* [SHORT TASK]: Reproduce only the lines that run from the line with "Indicate one point per instance of the gold" to the last line of the material, both ends included, exactly as they appear.

* [Source records]:

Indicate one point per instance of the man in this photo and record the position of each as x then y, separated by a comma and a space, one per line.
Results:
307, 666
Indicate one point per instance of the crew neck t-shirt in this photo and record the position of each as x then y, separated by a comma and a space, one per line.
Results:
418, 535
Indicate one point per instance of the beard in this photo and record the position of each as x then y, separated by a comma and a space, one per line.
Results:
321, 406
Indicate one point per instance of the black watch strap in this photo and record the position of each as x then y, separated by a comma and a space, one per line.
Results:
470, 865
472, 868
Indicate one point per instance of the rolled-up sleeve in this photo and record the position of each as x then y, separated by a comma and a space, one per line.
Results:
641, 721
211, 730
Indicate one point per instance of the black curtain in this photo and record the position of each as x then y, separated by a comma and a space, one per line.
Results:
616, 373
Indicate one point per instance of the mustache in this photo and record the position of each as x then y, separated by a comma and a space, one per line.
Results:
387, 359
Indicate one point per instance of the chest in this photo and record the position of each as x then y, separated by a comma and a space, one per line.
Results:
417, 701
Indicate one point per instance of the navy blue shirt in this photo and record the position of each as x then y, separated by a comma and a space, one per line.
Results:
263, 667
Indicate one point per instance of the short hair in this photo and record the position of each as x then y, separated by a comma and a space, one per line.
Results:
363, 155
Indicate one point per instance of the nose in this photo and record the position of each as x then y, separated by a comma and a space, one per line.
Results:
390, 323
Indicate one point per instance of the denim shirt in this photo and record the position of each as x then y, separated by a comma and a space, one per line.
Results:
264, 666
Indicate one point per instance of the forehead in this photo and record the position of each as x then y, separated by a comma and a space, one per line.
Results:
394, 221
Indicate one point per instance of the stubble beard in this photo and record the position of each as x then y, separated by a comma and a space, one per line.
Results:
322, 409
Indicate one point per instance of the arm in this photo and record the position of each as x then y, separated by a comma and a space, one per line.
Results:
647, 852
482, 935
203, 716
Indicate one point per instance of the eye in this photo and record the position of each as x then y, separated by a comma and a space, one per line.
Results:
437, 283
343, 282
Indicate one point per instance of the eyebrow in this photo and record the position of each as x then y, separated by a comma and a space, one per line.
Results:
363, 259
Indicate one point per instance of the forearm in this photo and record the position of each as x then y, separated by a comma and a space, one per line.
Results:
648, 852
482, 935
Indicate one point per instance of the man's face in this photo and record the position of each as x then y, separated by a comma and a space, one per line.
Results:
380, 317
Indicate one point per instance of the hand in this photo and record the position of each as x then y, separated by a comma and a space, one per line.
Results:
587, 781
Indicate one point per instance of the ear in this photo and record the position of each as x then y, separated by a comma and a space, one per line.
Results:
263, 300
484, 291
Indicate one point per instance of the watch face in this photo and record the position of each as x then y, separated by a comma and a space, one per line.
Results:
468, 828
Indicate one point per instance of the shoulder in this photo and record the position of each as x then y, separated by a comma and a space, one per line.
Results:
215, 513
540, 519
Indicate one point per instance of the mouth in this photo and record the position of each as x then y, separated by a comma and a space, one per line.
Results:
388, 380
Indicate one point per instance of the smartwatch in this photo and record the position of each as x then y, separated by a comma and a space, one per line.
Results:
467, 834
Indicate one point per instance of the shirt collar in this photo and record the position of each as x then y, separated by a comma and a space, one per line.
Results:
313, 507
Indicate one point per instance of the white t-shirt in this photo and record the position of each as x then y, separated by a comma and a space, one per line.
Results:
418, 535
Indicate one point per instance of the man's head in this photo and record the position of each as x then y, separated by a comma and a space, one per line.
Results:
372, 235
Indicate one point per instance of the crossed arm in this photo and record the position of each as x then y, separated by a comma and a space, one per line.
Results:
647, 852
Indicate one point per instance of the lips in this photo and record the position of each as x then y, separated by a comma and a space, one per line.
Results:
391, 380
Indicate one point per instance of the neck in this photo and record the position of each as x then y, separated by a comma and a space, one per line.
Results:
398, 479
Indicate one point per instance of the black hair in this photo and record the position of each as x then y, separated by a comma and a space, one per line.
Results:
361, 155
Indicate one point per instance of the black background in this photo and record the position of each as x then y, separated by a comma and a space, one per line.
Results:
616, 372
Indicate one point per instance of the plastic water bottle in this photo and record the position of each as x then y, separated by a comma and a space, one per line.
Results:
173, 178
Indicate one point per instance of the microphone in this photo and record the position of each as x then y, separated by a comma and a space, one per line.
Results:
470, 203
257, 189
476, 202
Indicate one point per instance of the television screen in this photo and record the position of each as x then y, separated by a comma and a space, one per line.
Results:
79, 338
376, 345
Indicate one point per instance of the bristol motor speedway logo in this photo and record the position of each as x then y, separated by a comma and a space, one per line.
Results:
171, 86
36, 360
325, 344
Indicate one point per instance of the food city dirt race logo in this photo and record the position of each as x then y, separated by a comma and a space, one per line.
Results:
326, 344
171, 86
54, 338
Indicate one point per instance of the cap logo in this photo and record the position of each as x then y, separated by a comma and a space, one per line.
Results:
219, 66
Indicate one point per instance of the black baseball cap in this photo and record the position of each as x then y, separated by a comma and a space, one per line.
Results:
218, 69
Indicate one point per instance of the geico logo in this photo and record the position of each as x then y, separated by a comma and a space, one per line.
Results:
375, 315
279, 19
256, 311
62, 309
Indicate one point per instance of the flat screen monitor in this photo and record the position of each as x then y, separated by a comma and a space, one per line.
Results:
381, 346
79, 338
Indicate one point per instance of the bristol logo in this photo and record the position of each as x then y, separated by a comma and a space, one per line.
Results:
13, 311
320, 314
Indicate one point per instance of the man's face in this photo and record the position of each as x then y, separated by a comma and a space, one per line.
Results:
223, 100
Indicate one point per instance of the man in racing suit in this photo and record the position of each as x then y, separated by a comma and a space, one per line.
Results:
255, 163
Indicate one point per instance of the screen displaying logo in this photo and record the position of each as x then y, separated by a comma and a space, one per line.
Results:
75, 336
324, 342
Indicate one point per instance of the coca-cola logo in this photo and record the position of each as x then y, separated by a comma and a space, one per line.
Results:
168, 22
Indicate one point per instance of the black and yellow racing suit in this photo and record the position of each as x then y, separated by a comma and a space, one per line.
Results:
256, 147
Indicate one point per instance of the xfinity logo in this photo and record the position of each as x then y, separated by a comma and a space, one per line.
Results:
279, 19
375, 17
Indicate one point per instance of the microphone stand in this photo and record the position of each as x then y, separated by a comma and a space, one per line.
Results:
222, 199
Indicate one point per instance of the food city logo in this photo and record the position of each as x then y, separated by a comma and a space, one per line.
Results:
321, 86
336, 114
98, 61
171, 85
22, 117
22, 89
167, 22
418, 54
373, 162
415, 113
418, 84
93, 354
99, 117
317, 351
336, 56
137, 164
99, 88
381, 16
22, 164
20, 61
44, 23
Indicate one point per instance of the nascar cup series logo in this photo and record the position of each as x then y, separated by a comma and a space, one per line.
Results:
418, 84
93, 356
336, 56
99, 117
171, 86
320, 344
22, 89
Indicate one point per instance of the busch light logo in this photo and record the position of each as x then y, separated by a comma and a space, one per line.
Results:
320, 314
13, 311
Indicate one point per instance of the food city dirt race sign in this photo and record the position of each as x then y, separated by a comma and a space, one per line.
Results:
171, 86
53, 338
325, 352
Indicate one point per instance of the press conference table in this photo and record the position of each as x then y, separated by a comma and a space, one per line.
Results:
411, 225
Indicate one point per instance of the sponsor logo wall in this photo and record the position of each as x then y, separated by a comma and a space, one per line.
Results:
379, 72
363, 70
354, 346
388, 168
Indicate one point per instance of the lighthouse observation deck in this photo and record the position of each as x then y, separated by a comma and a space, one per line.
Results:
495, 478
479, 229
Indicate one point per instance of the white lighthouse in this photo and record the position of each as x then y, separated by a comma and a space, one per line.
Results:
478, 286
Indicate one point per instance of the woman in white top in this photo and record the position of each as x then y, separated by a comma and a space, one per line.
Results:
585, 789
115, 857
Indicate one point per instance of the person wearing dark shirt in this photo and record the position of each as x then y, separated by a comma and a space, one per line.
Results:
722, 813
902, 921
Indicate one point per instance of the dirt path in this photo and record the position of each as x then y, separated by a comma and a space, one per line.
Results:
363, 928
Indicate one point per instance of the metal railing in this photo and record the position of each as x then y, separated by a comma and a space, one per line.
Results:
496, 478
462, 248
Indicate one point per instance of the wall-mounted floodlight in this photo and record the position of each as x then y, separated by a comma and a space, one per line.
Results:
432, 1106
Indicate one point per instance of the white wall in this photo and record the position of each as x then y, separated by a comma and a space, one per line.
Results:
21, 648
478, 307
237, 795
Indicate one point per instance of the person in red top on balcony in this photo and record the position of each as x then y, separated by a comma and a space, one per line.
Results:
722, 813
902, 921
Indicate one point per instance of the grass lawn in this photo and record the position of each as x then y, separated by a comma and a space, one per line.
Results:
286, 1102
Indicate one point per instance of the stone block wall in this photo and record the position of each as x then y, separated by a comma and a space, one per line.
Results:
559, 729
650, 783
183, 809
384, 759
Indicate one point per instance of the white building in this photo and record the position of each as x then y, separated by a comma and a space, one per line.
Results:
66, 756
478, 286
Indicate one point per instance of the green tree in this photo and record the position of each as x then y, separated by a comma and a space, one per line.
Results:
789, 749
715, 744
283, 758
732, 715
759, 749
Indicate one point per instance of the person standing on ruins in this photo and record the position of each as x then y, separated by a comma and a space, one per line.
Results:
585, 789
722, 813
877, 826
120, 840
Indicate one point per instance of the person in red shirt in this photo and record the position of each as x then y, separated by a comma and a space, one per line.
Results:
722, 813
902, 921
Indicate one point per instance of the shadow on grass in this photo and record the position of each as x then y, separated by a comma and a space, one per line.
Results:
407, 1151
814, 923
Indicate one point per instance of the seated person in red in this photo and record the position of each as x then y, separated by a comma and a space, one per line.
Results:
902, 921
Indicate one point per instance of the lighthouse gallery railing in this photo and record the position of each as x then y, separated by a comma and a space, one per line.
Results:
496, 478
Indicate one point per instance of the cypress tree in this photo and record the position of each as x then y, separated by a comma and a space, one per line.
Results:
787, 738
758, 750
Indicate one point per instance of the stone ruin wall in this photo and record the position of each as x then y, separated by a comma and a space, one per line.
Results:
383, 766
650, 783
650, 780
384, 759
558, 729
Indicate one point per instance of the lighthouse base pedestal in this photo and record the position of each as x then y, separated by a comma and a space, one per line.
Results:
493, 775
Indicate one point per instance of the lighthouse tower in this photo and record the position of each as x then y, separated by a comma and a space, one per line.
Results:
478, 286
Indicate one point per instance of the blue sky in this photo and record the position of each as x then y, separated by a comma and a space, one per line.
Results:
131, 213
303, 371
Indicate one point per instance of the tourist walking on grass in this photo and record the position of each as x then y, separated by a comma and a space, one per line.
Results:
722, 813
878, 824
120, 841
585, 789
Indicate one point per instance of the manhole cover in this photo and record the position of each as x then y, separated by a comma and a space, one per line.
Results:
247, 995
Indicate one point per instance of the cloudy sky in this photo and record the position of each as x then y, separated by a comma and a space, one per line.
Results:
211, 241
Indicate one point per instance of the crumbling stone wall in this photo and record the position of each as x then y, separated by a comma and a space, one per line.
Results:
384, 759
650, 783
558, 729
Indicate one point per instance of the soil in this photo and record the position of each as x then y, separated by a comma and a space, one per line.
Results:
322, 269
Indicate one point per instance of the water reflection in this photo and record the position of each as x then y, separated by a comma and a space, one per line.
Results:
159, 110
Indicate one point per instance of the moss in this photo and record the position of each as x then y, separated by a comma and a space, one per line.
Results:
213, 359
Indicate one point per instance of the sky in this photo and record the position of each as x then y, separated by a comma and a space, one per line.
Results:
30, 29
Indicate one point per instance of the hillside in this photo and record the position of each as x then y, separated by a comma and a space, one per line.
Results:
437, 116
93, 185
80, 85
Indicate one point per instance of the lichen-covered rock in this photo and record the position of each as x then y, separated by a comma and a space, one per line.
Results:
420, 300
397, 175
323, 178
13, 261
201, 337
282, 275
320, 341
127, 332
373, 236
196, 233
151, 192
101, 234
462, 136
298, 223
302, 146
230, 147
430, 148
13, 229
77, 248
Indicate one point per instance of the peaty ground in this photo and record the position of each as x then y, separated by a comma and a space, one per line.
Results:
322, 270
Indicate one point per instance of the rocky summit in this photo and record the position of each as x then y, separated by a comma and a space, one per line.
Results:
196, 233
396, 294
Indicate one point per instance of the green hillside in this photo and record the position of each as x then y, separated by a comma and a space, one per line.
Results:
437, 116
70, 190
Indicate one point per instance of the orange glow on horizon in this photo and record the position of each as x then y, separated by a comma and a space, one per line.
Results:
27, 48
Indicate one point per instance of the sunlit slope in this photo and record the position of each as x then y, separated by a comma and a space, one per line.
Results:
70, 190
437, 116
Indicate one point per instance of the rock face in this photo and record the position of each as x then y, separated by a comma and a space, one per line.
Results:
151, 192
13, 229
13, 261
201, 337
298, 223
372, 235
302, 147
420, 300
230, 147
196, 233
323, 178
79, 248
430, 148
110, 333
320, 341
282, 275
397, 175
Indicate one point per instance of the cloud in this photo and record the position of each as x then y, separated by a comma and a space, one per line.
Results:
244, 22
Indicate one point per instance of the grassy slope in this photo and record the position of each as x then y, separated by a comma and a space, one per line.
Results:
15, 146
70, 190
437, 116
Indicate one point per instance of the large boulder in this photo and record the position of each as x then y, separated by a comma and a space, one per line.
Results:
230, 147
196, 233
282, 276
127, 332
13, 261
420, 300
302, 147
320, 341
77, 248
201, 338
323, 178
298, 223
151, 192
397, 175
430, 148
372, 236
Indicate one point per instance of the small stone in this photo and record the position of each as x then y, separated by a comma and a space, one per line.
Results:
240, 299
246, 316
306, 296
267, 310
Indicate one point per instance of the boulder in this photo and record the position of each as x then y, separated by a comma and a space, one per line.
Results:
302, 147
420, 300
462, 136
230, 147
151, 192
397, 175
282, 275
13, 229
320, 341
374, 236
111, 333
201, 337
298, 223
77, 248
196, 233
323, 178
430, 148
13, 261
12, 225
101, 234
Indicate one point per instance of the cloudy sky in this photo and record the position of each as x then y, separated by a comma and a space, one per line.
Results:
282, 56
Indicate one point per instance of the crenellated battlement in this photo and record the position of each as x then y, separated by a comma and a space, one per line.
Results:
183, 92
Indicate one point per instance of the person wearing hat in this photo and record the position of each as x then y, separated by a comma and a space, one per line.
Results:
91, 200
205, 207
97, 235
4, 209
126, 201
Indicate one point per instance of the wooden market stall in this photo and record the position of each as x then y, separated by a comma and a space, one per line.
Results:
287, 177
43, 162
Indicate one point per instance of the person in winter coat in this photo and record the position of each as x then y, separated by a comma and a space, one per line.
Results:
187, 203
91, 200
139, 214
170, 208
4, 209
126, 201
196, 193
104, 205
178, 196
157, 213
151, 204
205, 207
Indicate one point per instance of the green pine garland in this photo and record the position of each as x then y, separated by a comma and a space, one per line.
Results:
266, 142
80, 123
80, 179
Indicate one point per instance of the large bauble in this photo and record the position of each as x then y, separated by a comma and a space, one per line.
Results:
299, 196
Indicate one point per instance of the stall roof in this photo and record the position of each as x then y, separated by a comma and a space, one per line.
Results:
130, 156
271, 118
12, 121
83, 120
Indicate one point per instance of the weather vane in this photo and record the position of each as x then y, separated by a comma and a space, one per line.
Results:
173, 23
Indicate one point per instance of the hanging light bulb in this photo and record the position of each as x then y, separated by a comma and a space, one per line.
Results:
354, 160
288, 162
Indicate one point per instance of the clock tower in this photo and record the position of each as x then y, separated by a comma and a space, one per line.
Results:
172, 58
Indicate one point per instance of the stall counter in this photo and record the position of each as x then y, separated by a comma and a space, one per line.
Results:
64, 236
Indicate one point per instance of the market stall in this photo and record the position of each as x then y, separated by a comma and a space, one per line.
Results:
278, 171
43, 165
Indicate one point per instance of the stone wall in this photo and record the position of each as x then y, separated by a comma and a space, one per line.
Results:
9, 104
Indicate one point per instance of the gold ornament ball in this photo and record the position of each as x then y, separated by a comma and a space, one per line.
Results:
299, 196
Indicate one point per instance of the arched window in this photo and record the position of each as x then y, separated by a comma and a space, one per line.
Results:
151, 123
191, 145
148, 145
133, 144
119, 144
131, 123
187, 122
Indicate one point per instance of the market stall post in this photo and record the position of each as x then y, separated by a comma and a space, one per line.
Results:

* [SOLUTION TO THIS EXERCISE]:
Indicate one point per instance of the gold ornament ball in this photo and record the position of each as x then y, separated by a comma and a space, one per line.
Results:
299, 196
Indicate one point per instance of the arched window in this photo and record the position of each as x then y, separated by a comma and a space, one per line.
Results:
151, 123
191, 145
148, 145
133, 144
119, 144
131, 123
187, 122
Indicate one point per instance of the market stall post in this photo and record the position of each as x then y, separated by a comma and a space, one per line.
Results:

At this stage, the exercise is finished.